(Data for analysis begins)

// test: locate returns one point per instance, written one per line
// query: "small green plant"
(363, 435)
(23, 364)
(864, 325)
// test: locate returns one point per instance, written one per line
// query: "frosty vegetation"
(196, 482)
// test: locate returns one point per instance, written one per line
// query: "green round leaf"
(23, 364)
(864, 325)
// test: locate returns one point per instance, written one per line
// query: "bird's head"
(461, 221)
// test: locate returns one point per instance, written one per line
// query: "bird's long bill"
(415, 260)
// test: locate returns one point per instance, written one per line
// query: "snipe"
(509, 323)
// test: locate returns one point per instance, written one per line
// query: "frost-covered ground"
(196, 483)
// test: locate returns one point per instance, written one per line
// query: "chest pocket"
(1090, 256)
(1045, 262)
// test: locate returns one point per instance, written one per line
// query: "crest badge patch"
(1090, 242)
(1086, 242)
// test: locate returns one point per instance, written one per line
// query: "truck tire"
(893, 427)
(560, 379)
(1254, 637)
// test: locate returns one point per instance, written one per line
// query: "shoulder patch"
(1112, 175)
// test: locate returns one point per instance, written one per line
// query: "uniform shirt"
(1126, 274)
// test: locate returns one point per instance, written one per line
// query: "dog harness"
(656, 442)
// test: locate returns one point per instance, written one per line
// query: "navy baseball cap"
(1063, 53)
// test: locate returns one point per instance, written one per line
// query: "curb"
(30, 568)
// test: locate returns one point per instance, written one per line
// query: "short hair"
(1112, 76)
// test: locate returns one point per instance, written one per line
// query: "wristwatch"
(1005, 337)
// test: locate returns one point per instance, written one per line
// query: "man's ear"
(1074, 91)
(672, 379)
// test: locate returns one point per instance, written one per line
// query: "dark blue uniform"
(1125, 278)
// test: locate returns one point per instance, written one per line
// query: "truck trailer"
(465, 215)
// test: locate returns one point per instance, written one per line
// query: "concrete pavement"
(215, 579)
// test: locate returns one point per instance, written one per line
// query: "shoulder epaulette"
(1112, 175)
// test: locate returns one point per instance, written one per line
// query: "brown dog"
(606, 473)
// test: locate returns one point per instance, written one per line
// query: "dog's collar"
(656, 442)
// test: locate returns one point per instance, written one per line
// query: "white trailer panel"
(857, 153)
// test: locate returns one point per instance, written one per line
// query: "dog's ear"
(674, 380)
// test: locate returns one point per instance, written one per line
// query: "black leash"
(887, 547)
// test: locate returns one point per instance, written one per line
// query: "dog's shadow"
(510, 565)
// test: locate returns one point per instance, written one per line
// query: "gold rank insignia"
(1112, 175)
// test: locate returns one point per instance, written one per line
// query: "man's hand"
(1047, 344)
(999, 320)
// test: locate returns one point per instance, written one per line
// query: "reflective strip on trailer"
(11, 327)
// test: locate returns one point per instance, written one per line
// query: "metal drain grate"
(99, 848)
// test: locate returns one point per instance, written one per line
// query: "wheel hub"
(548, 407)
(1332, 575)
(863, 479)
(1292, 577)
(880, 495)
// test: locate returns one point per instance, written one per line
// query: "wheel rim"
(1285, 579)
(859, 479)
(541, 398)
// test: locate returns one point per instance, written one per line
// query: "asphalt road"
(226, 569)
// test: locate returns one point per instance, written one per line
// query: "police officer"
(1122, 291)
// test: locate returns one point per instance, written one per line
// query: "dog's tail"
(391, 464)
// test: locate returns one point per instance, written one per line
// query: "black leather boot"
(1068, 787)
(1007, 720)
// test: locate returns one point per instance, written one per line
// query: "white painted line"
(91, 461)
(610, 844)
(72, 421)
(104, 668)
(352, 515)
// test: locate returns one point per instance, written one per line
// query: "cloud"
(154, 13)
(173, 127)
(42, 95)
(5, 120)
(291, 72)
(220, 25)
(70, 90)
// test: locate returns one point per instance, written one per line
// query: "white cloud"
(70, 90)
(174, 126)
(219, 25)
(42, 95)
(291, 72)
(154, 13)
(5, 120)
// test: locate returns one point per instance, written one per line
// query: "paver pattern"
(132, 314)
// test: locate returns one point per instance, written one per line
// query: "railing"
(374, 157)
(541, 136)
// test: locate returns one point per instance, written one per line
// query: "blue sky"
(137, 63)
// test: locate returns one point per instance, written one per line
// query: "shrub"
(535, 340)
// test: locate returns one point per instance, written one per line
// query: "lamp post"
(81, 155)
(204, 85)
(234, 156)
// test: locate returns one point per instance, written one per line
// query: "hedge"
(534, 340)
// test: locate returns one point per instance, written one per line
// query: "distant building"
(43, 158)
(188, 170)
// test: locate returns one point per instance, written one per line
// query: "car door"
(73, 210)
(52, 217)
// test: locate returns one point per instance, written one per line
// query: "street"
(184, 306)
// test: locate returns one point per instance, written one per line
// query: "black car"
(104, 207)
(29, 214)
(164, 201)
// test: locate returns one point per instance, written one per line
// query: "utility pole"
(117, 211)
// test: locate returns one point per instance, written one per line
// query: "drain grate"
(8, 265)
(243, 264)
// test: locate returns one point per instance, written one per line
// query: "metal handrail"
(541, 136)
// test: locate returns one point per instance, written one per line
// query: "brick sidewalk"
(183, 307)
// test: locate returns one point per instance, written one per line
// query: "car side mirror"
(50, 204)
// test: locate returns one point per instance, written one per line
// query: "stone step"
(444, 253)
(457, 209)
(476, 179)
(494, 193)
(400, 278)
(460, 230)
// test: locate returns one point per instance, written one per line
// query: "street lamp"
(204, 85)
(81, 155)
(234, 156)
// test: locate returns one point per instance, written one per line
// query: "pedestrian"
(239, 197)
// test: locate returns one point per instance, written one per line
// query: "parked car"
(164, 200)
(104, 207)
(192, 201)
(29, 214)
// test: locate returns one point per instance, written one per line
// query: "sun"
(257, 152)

(Data for analysis ends)

> [Task details]:
All of the data above needs to be set down again exactly. Include every line.

> [Exercise solution]:
// test: locate returns one point per instance, written one per line
// query: "small green plant"
(363, 435)
(23, 364)
(864, 325)
// test: locate returns one point per instance, written one per line
// query: "frosty vegetation"
(196, 482)
// test: locate returns one point per instance, written one per line
// query: "green round leaf"
(23, 364)
(864, 325)
// test: locate returns one point per instance, written one per line
// query: "bird's head"
(461, 221)
// test: locate returns one point per instance, written one per line
// query: "bird's long bill"
(415, 260)
// test: locate returns one point per instance, written one per line
// query: "snipe"
(509, 323)
// test: locate returns one point per instance, written one per line
// query: "frost-covered ground"
(196, 483)
// test: locate returns one point per instance, written one per line
// query: "chest pocket"
(1090, 256)
(1045, 262)
// test: locate returns one point per instance, written one per line
// query: "crest badge patch"
(1090, 242)
(1086, 242)
// test: locate returns one point per instance, written one per line
// query: "truck tire"
(893, 427)
(560, 379)
(1254, 637)
// test: locate returns one point per instance, written one per line
// query: "shoulder patch"
(1112, 175)
// test: locate returns one point per instance, written one per line
// query: "uniform shirt"
(1126, 274)
// test: locate returns one point per instance, written one per line
// query: "dog harness"
(656, 442)
// test: locate returns one point per instance, written one per line
// query: "navy baseball cap"
(1063, 53)
// test: locate returns one point per instance, written one per line
// query: "curb"
(30, 568)
// test: locate returns one point per instance, written one per line
// query: "short hair"
(1112, 76)
// test: locate returns one point per instance, written one per line
// query: "wristwatch"
(1005, 337)
// test: locate returns one point per instance, written one per line
// query: "man's ear"
(1074, 91)
(672, 379)
// test: locate returns one point per instance, written one per line
// query: "dark blue uniform"
(1125, 278)
// test: locate returns one point per instance, written one per line
// query: "truck trailer"
(465, 215)
// test: locate returns one point per instance, written one per line
// query: "concrete pavement"
(215, 579)
// test: locate returns one point per instance, written one per line
// query: "shoulder epaulette"
(1112, 175)
// test: locate returns one point per instance, written one per line
// query: "brown dog"
(606, 473)
// test: locate returns one point per instance, written one per line
// query: "dog's collar"
(656, 442)
// test: locate returns one point per instance, written one per line
// query: "white trailer panel"
(857, 153)
// test: locate returns one point per instance, written one per line
// query: "dog's ear"
(674, 380)
// test: locate returns one point per instance, written one per line
// query: "black leash"
(887, 547)
// test: locate returns one point per instance, written one per line
// query: "dog's shadow"
(510, 565)
// test: locate returns one point per instance, written one per line
// query: "gold rank insignia"
(1112, 175)
// test: locate returns one point per instance, written one per line
// query: "man's hand"
(1047, 344)
(999, 320)
// test: locate returns one point per instance, written one per line
// query: "reflective strip on trailer"
(11, 327)
// test: locate returns one point per instance, written one per line
// query: "metal drain grate"
(99, 848)
// test: locate returns one point per instance, written one per line
// query: "wheel hub"
(548, 407)
(1332, 575)
(863, 479)
(1292, 577)
(880, 495)
// test: locate returns one point per instance, written one per line
// query: "wheel rim"
(1285, 579)
(859, 479)
(541, 398)
// test: locate returns one point per instance, written one per line
// query: "asphalt road"
(226, 569)
// test: locate returns one point per instance, written one per line
// query: "police officer"
(1122, 291)
// test: locate returns one point per instance, written one per line
// query: "dog's tail"
(391, 464)
// test: locate returns one point per instance, written one per line
// query: "black leather boot"
(1068, 787)
(1007, 720)
// test: locate returns one point per instance, written one per line
// query: "white painted line"
(91, 461)
(610, 844)
(72, 421)
(104, 668)
(352, 515)
// test: locate returns one point per instance, written one per line
// query: "cloud"
(154, 13)
(173, 127)
(42, 95)
(5, 120)
(291, 72)
(220, 25)
(70, 90)
// test: locate returns one point per instance, written one per line
// query: "white cloud"
(70, 90)
(174, 126)
(219, 25)
(42, 95)
(291, 72)
(154, 13)
(5, 120)
// test: locate returns one point per instance, written one per line
// query: "paver pattern"
(132, 314)
// test: locate returns one point per instance, written one per line
// query: "railing"
(374, 157)
(541, 136)
// test: locate returns one point per instance, written one per line
// query: "blue sky"
(137, 63)
// test: locate returns one point per instance, written one per line
// query: "shrub"
(535, 340)
// test: locate returns one point per instance, written one per line
// query: "lamp post"
(81, 155)
(204, 85)
(234, 156)
// test: locate returns one point per instance, written one per line
// query: "hedge"
(534, 340)
// test: locate returns one point per instance, written one per line
// query: "distant building"
(43, 158)
(188, 170)
// test: locate returns one point per instance, written one per line
// query: "car door"
(73, 210)
(52, 217)
// test: locate returns one point per instance, written one per line
// query: "street"
(184, 306)
// test: locate returns one point per instance, written one per line
// query: "black car"
(104, 207)
(29, 214)
(164, 201)
// test: locate returns one point per instance, written one per line
// query: "utility pole"
(117, 211)
// test: locate returns one point per instance, written one per line
// query: "drain grate"
(8, 265)
(243, 264)
// test: locate returns one point per instance, written one per line
// query: "metal handrail"
(541, 136)
// test: locate returns one point per instance, written one per line
// query: "brick sidewalk"
(183, 307)
// test: locate returns one point per instance, written one per line
// query: "car side mirror"
(50, 204)
// test: locate returns one point per instance, written one per line
// query: "stone step"
(444, 253)
(457, 209)
(476, 179)
(494, 193)
(400, 278)
(460, 230)
// test: locate returns one point per instance, written one per line
// query: "street lamp"
(204, 85)
(81, 155)
(234, 156)
// test: locate returns one point per instance, written one per line
// query: "pedestrian"
(239, 197)
// test: locate returns one point per instance, written one per line
// query: "parked car"
(164, 200)
(104, 207)
(192, 201)
(29, 214)
// test: locate returns one point per instance, written one per line
// query: "sun"
(257, 152)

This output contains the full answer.